(Extracted records)
>>>>
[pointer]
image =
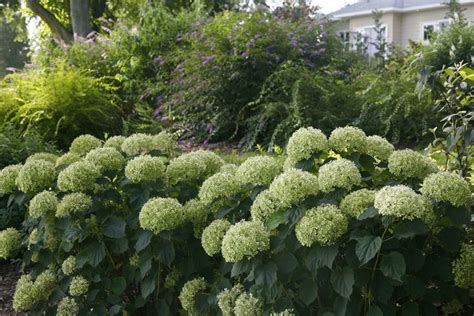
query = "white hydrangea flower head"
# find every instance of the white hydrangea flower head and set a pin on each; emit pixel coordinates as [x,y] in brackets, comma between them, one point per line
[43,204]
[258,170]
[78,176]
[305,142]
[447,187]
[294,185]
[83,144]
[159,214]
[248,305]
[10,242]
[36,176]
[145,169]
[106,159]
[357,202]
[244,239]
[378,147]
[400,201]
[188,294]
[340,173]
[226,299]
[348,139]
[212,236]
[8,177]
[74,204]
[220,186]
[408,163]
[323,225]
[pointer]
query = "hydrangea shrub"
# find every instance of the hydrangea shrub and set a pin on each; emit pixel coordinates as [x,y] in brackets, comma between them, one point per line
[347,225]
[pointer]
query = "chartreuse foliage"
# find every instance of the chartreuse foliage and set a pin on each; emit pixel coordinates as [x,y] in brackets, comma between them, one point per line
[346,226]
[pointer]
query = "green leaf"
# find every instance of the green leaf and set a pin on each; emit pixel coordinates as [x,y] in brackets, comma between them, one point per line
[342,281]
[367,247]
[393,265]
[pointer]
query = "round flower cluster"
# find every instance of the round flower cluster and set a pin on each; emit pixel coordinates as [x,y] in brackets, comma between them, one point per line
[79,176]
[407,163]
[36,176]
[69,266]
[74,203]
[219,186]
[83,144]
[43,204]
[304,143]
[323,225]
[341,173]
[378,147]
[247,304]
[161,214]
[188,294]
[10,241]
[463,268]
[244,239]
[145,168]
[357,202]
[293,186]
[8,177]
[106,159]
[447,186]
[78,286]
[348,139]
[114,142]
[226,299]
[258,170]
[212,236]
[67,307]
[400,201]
<<<<
>>>>
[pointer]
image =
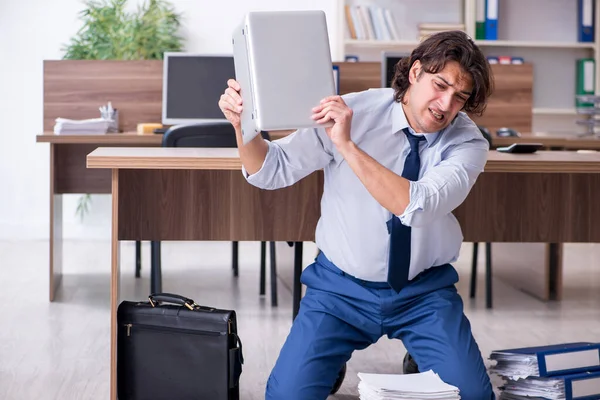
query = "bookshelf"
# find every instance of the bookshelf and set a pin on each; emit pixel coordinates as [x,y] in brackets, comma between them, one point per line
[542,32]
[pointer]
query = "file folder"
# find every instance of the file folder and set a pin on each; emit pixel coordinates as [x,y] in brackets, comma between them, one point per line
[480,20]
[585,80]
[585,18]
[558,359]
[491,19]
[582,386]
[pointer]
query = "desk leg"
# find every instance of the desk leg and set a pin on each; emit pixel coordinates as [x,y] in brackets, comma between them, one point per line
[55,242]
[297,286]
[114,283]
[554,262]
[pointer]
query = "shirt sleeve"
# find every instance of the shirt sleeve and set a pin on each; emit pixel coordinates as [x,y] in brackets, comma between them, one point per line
<<<<
## EXERCISE REQUIREMENTS:
List every line of the material above that contains the string "desk".

## COMPLETE RESPONSE:
query = "desk leg"
# find every instance of the desk leg and set a pin on each; emit pixel coordinates as [x,y] in brackets, comma between them, one point per line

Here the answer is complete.